The task — Turn the stretch of material below, from the line that contains "My team needs the bounding box for the shoulder" through the line that contains "[187, 47, 261, 126]", into a Markdown table with the columns Row and Line. Give each line its own numbered row, and leave out blank lines.

Material —
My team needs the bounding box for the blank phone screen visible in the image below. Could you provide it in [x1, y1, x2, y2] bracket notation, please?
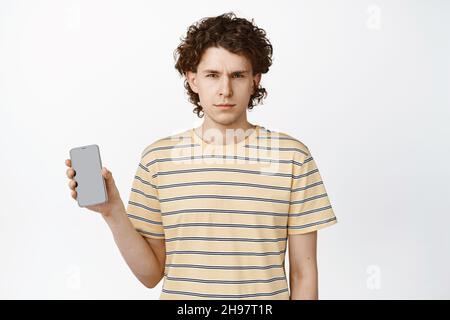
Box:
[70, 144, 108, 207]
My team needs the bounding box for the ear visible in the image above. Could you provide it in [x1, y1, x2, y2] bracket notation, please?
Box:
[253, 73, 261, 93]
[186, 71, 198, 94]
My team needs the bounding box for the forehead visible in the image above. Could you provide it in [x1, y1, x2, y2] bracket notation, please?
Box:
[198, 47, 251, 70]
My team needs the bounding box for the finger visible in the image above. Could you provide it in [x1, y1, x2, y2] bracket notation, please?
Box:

---

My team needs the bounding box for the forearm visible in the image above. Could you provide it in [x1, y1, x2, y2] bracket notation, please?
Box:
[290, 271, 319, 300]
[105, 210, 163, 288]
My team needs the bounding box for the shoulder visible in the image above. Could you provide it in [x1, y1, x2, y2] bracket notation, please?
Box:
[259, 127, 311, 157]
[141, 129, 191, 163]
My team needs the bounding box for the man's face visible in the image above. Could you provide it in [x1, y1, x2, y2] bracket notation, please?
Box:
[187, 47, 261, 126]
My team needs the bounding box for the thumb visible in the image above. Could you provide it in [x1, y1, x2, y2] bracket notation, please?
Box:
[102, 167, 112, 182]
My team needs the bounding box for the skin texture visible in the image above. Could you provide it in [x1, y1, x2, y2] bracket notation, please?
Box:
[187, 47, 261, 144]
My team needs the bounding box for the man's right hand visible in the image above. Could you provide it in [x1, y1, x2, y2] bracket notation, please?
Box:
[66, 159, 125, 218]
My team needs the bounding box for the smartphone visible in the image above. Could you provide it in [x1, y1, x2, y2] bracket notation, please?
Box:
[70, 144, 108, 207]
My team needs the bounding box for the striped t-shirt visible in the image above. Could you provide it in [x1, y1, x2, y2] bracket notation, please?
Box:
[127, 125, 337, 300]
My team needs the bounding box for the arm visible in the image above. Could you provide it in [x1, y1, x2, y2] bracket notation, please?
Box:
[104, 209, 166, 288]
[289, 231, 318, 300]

Solved problem —
| Row | Line |
|---|---|
| 1 | My team needs the bounding box for the shoulder visible in the image above. Could you provide it in [x1, y1, x2, y2] bracket notation, please? |
| 2 | Box: |
| 3 | [259, 127, 311, 157] |
| 4 | [141, 129, 191, 163] |
| 5 | My team needs the bounding box for the man's face visible in the image above. Could you provide it in [x1, y1, x2, y2] bracket notation, please? |
| 6 | Box: |
| 7 | [187, 47, 261, 126] |